## Текст
* * * * * * * * *

Про Марию Владимировну еще.
Она пригласила нас с Дашей Чухрай в гости — посмотреть, какие мы стали большие. Позднее утро, сидим у нее на кухне, пьем чай со сладостями. Выходит Андрей Александрович.
— А это, девочки, мой сын Андрюша, — вздыхая, говорит Мария Владимировна. Словно речь идет не об известнейшем актере, «суперзвезде», как сказали бы сейчас, а о каком-то двоечнике, которым мама хронически недовольна.
От смущения я не решаюсь взглянуть на него. Он присаживается к столу.
— Ну что, девочки, водку пить будете? — спрашивает он.
Даша хихикает.
Я смущаюсь еще сильней, почти страдаю оттого, что обожаемый мною актер шутит таким образом.
Потом, помню, он нас с мамой вез с дачи в Москву, подвозил, на вишневой «двушке». Супернавороченная машина для середины семидесятых.
Остановился, купил ржаные лепешки (были такие «хлебобулочные изделия» по десять копеек), и мы их грызли втроем всю дорогу. Так и осталось — вкус ржаной лепешки связан с Андреем Мироновым.
Интересно, а его тоже гнобили за то, что он из актерской семьи? Или это вошло в моду уже потом, во времена моей молодости? А Константина Аркадьевича Райкина? Вот его гнобили наверняка.

* * * * * * * * *

## Исходные данные
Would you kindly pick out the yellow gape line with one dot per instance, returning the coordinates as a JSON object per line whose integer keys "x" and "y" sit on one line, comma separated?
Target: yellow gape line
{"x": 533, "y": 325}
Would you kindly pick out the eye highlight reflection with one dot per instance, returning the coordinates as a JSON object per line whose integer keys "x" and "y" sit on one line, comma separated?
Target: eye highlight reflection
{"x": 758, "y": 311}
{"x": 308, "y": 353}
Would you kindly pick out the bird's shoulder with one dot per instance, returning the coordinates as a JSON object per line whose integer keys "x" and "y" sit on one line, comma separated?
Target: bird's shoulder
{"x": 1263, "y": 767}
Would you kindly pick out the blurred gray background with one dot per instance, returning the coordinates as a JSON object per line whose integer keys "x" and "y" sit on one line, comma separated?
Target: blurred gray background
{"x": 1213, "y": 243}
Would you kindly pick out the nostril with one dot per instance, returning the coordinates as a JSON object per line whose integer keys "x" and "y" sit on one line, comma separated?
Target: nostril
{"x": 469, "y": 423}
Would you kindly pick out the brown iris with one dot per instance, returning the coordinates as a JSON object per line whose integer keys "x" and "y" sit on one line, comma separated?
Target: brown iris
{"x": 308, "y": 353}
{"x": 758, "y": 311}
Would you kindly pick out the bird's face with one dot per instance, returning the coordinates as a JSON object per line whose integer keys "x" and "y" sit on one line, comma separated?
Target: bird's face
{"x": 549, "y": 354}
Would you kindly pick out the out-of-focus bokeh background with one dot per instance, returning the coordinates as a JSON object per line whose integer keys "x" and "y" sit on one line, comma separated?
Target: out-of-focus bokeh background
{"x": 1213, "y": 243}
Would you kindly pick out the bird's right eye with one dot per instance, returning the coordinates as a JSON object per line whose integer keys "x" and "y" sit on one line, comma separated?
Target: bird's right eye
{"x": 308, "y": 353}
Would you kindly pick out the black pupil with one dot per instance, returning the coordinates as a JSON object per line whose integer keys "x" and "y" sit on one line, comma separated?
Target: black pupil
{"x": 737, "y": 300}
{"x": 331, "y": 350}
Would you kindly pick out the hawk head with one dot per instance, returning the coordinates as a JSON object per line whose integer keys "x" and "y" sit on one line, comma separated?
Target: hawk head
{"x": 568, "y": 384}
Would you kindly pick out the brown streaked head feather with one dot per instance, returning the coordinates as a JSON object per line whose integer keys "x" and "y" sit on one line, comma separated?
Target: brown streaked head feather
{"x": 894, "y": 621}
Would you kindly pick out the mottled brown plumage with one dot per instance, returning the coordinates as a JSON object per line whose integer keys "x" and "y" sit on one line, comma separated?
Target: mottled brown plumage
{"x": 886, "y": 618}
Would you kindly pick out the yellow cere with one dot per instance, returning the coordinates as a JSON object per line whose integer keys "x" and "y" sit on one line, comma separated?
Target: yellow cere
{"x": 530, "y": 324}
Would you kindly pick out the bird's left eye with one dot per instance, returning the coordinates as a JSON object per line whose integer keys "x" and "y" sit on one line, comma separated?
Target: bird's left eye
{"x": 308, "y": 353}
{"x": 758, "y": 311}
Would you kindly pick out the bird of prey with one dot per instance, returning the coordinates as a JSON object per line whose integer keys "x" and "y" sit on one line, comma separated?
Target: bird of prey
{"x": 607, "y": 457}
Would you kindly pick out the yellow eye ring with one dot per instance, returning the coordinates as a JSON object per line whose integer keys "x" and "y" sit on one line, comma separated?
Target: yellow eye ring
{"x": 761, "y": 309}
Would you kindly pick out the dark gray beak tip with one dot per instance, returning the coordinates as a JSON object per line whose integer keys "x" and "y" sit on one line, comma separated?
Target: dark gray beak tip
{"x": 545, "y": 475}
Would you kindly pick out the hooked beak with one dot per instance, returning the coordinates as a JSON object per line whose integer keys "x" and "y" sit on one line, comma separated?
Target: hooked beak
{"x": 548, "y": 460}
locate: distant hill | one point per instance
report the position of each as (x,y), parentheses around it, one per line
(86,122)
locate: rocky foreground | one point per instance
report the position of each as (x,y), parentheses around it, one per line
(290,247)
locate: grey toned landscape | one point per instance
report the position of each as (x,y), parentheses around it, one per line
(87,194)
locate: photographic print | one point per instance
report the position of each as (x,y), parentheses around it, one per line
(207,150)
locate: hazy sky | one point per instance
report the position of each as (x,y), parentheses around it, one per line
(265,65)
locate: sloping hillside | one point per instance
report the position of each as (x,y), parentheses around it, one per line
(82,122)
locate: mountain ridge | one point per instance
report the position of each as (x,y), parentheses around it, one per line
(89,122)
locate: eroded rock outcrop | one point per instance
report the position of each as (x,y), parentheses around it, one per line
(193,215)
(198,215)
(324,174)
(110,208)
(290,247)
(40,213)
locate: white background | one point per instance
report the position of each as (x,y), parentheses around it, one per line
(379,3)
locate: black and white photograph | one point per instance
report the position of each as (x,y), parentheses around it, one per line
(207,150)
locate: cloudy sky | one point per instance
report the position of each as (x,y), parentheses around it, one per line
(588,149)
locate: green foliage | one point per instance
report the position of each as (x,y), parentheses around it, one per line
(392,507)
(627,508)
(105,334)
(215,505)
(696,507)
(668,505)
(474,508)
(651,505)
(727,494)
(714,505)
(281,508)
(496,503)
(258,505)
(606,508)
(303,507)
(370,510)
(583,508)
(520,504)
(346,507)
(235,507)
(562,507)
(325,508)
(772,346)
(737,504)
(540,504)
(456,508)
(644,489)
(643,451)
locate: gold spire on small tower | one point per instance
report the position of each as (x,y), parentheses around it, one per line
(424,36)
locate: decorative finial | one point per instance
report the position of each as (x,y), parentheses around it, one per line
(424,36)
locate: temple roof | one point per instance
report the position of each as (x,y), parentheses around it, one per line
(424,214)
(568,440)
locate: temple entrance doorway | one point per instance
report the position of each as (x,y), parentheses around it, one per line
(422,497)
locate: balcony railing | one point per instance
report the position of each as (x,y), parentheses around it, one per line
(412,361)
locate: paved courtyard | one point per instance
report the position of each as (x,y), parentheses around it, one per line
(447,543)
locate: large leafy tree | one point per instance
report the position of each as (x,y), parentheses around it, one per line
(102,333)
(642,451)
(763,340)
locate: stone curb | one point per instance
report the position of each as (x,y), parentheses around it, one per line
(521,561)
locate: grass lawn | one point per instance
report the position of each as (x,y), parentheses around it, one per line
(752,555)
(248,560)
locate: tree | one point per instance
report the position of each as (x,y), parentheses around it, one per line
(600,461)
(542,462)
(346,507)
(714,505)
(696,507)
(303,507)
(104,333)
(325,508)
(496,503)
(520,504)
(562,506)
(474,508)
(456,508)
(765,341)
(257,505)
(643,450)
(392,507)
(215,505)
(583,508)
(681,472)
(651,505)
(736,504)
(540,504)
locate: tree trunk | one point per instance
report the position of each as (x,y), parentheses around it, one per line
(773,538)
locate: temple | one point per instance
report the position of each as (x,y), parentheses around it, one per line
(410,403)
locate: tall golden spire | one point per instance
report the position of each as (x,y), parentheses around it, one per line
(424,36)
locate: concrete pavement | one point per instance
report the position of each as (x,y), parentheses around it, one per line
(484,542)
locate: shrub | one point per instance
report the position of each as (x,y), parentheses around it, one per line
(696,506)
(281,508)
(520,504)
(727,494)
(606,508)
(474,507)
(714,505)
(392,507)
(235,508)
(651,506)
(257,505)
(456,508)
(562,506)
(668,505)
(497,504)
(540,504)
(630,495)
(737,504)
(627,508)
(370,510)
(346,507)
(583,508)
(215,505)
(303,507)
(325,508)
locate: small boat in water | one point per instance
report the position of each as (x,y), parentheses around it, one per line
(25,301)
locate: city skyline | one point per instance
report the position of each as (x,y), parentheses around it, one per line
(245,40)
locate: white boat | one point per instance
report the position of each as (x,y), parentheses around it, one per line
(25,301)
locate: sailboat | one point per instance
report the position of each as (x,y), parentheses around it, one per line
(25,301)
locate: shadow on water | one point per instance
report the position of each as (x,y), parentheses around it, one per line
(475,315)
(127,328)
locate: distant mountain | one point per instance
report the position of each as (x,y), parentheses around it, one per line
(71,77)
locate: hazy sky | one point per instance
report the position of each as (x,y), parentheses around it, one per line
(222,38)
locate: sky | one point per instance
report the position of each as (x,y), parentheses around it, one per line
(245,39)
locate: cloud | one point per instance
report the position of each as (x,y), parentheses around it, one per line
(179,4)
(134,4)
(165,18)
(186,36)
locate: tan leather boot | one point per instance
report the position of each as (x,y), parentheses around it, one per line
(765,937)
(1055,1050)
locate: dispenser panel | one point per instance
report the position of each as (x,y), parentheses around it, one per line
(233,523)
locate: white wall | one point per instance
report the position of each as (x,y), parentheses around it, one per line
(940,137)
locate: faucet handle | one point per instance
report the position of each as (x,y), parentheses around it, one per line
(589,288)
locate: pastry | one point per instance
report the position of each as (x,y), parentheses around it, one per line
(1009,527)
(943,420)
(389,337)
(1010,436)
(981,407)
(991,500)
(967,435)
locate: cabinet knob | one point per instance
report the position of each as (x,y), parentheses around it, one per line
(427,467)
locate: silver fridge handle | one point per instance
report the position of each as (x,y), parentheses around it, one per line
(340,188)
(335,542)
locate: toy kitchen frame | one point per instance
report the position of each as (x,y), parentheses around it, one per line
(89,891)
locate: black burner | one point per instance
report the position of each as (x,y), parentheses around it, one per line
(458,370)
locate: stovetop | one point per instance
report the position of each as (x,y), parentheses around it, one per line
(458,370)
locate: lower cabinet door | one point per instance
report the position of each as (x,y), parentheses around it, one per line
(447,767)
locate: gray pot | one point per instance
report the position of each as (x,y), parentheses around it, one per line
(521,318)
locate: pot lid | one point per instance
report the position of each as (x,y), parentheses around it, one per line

* * * * * * * * *

## Список заданий
A. Какого цвета была машина, на которой Андрей Александрович подвозил автора воспоминаний и маму с дачи в Москву?
B. Перепишите из воспоминаний о Марии Владимировне фрагмент: начните с места, где стоят слова «От смущения я», и остановитесь после слов «с Андреем Мироновым.».

## Ответы по порядку
A. Вишневого: это была вишневая «двушка».

B.
От смущения я не решаюсь взглянуть на него. Он присаживается к столу.
— Ну что, девочки, водку пить будете? — спрашивает он.
Даша хихикает.
Я смущаюсь еще сильней, почти страдаю оттого, что обожаемый мною актер шутит таким образом.
Потом, помню, он нас с мамой вез с дачи в Москву, подвозил, на вишневой «двушке». Супернавороченная машина для середины семидесятых.
Остановился, купил ржаные лепешки (были такие «хлебобулочные изделия» по десять копеек), и мы их грызли втроем всю дорогу. Так и осталось — вкус ржаной лепешки связан с Андреем Мироновым.